-- Stated task --
Extend the biography of astronaut Gregory Errol Chamitoff past its final sentence, in the same style.

-- Text section --
Personal: Male, Married. Born in Montreal, Canada.

Astronaut Career

Astronaut Group: NASA Group 17 - 1998. Active Entered space service: 4 June 1998.


Official NASA Biography

NAME: Gregory Errol Chamitoff (Ph.D.)
NASA Astronaut Candidate (Mission Specialist)

PERSONAL DATA:
Born August 6, 1962 in Montreal, Canada. Has lived in the U.S. since 1974, and considers San Jose, California, to be his hometown. He is married to A. Chantal Caviness, M.D., of Boston, Massachusetts. His mother, Shari J. Chamitoff, resides in Discovery Bay, California. His father, Ashley M. Chamitoff, is deceased. Her parents are Madeline Caviness, Ph.D., and Verne Caviness, M.D., of Boston, Massachusetts. Recreational interests include scuba diving, flying, backpacking, skiing, racquetball, aikido, and guitar.

EDUCATION:
Graduated from Blackford High School, San Jose, California, in 1980; received a bachelor of science degree in electrical engineering from the California Polytechnic State University (Cal Poly), San Luis Obispo, California, in 1984; a master of science degree in aeronautical engineering from the California Institute of Technology (Caltech), Pasadena, California, in 1985; and a doctorate in aeronautics and astronautics from the Massachusetts Institute of Technology (MIT), Cambridge, Massachusetts, in 1992.

-- Data --

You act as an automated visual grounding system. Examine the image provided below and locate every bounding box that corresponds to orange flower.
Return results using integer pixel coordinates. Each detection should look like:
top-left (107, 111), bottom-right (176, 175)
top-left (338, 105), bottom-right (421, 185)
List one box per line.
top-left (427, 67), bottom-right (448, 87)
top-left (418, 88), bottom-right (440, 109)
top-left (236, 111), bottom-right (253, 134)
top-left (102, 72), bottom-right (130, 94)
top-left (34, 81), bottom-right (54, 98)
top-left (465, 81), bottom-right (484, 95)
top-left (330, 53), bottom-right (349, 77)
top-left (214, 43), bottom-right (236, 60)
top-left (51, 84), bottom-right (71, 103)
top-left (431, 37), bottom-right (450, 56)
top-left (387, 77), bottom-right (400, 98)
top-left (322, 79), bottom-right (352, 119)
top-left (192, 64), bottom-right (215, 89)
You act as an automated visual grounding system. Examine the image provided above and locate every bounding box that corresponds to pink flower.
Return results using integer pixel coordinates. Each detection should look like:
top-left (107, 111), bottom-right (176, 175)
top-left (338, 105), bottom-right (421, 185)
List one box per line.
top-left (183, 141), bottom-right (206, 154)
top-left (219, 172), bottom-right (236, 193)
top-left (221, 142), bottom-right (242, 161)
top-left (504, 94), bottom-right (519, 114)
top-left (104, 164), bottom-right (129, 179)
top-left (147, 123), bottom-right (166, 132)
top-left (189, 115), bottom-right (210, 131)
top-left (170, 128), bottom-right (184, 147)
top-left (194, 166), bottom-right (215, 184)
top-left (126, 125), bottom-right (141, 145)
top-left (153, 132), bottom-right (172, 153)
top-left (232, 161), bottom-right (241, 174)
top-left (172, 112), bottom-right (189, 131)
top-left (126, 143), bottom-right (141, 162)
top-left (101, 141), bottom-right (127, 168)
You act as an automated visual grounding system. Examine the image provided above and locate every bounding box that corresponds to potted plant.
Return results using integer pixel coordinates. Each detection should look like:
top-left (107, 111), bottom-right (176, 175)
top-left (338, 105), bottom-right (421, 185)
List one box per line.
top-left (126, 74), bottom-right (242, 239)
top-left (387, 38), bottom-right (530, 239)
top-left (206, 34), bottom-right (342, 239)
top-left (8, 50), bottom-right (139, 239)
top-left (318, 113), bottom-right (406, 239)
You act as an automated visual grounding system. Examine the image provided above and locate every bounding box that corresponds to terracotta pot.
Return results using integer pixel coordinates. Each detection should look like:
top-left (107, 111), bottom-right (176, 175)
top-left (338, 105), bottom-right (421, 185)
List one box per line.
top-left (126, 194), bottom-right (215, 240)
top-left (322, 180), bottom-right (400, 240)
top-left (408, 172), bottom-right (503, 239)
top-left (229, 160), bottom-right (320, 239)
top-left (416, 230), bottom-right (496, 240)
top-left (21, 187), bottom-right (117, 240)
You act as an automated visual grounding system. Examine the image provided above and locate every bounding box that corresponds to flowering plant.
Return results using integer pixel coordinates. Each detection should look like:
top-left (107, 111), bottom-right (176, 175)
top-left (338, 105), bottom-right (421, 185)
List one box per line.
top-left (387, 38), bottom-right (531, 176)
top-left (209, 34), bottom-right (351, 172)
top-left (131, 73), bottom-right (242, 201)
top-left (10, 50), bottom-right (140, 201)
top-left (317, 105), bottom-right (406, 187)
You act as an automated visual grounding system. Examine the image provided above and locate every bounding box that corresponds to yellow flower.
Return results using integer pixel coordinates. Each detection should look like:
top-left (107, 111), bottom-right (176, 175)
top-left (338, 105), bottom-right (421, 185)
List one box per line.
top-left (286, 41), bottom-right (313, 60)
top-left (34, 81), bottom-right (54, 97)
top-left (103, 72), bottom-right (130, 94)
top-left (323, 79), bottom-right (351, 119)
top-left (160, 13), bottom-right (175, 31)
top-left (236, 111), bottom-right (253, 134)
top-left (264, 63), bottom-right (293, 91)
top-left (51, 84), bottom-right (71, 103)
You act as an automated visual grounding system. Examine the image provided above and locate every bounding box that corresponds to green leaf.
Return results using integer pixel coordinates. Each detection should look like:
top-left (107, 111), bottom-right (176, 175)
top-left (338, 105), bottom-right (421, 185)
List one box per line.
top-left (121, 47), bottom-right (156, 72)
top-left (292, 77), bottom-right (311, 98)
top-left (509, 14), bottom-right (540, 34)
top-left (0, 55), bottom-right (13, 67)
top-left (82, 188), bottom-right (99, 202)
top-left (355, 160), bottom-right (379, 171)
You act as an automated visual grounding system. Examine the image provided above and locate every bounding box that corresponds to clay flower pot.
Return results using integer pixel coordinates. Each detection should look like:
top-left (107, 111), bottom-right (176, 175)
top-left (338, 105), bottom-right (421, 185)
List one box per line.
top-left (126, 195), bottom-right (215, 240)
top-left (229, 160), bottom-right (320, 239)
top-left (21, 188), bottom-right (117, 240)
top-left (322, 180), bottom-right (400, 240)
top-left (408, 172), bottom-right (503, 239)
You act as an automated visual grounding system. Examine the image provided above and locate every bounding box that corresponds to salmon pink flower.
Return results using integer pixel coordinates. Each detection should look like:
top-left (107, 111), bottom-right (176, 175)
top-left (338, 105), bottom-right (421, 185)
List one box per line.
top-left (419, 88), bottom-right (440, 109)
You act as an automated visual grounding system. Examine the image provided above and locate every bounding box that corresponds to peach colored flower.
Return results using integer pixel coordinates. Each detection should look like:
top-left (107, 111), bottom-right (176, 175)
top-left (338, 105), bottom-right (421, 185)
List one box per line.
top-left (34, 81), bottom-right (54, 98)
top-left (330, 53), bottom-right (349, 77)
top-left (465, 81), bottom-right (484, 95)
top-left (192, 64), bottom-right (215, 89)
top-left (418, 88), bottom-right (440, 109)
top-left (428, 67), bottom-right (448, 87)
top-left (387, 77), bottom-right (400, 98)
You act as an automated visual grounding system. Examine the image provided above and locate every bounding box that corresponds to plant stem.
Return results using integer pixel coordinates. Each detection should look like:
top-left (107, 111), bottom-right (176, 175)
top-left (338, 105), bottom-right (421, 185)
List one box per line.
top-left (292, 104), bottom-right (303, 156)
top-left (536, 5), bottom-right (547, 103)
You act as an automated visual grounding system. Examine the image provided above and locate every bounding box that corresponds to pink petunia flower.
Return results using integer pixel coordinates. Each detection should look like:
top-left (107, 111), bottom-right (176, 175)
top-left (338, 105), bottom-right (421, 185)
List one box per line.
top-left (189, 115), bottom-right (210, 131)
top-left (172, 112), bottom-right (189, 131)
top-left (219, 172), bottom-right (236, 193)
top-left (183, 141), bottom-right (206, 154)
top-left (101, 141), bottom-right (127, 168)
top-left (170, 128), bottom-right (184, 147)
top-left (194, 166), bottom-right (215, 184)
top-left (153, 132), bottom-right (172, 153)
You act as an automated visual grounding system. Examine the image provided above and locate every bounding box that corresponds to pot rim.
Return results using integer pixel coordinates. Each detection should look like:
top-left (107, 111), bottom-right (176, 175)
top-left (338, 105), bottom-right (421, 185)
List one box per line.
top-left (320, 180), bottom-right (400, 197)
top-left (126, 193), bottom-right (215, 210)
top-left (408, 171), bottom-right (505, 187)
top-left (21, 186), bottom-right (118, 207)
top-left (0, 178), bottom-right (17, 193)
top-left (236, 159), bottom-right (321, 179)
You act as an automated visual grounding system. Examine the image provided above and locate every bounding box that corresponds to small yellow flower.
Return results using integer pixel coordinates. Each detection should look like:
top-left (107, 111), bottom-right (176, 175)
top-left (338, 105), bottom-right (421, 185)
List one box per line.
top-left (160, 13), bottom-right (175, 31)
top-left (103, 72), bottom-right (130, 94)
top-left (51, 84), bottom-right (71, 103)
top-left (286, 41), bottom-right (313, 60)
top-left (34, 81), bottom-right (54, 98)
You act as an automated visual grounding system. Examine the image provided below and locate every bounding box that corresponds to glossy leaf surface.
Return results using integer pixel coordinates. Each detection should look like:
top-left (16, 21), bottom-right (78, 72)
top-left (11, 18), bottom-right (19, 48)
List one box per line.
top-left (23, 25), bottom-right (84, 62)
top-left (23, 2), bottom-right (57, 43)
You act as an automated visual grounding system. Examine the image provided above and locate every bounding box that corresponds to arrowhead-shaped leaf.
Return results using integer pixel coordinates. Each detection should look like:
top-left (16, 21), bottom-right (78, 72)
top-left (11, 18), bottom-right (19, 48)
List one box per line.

-- Reply to the task --
ORGANIZATIONS:
Senior Member, American Institute of Aeronautics & Astronautics (AIAA), Institute of Electrical & Electronic Engineers (IEEE), Eta Kappa Nu Honor Society, Tau Beta Pi Engineering Society, Phi Kappa Phi Honor Society, National Space Society (NSS).

HONORS:
AIAA Technical Excellence Award (1998); NASA Silver Snoopy Award (1997); NASA/USA Space Flight Awareness Award (1997); C.S. Draper Laboratory Graduate Fellowship (1985-92); IEEE Graduate Fellowship (1985); Tau Beta Pi Fellowship (1984); Applied Magnetics Scholarships (1982, 83, 84); Academic Excellence Award (Cal Poly, 1984); Most Outstanding Senior Award (Cal Poly, 1984); President’s Honor List (Cal Poly, 1981-84); Degree of Excellence and California Statewide Speech Finalist (National Forensic League, 1980); Eagle Scout (Boy Scouts of America, 1980).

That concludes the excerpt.